## [Goal]
Rewrite the part of the rows that opens with the line containing "Exercise. For every instance of the hand" and runs through the end of the rows, with "thickest part" replaced by "widest part" and everything else left unchanged.
====== Supplied entries
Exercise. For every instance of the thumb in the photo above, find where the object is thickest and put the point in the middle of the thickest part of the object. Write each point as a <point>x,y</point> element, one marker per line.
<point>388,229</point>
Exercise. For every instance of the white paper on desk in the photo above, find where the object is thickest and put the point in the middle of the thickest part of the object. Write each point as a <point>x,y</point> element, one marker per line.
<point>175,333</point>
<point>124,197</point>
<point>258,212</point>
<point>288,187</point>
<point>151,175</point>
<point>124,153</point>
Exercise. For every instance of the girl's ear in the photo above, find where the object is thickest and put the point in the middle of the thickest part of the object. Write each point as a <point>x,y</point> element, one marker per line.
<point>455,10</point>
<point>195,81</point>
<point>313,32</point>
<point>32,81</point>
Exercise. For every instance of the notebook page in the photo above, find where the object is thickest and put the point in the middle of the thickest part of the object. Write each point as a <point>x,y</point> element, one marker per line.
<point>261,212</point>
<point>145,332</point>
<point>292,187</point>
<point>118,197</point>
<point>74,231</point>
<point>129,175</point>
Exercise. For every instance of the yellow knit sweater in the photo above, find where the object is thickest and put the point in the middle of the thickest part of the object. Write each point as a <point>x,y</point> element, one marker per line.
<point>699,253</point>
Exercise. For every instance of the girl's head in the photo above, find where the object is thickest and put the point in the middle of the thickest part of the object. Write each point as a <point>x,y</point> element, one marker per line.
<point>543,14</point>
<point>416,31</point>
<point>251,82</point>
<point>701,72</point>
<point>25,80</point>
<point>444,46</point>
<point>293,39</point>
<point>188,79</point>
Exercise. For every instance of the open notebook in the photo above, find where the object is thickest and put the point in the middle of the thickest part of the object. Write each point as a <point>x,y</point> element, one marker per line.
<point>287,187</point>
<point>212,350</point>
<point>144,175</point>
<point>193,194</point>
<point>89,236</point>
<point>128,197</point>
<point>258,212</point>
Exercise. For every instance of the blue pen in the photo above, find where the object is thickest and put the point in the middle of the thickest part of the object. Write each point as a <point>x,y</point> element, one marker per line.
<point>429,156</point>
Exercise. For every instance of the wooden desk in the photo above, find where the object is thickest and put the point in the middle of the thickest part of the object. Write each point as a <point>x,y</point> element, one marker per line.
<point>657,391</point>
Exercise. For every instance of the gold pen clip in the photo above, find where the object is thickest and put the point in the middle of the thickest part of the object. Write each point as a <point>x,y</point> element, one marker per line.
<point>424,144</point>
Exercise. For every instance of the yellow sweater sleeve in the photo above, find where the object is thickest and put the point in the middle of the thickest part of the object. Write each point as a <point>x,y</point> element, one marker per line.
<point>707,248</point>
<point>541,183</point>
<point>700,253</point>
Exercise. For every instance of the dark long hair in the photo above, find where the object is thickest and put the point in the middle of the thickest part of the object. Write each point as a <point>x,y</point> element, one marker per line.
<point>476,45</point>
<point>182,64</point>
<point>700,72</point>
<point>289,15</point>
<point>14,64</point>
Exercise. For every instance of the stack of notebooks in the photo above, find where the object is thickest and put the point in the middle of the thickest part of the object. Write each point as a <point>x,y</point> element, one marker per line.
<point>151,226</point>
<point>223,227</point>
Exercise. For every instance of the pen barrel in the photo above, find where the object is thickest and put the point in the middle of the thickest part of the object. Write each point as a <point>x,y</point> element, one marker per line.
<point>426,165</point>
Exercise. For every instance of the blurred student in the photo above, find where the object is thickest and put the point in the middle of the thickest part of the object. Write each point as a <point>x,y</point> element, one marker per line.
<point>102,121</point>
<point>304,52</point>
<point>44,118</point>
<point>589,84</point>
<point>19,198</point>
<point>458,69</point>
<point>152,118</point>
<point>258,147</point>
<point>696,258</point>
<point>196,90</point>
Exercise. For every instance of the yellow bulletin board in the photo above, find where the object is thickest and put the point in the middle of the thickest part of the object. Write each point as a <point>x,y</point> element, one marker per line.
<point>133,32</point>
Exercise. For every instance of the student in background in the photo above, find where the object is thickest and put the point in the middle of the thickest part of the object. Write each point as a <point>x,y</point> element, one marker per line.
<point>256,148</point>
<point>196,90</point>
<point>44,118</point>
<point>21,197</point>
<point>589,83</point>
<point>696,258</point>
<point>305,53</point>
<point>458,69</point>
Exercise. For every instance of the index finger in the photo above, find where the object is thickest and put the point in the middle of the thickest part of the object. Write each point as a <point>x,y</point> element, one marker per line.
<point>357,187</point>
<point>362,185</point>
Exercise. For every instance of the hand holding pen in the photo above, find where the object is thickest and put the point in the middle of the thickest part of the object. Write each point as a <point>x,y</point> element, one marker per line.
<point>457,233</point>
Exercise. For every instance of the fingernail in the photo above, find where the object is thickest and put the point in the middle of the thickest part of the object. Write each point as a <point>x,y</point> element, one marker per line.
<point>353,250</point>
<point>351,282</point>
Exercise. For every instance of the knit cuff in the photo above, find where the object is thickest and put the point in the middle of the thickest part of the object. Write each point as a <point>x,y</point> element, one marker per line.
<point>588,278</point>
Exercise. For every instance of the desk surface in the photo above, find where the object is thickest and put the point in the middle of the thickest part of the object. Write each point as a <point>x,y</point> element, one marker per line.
============
## [Result of this exercise]
Exercise. For every instance of the hand holding pen in the photo above, find where the object is thickest and put the point in the middle of the widest part of the object. Write each point as a <point>x,y</point> element, one marker per line.
<point>457,233</point>
Exercise. For every instance of the fingernail in the photo above, find where the object is thickest and put the point in the middle of the widest part of the object. Write each point as a <point>x,y</point> element, one marker per line.
<point>353,250</point>
<point>351,282</point>
Exercise. For every instance of the knit cuff in the photo above, find where the object is thickest and put the point in the middle of the widest part of the object. Write each point as a <point>x,y</point> element, one marker per line.
<point>588,278</point>
Exercise. For every instance of the desk surface in the photo above, find where the object is thickest and put the point in the middle of the widest part of the object. Write each point as a <point>x,y</point> element, one marker per line.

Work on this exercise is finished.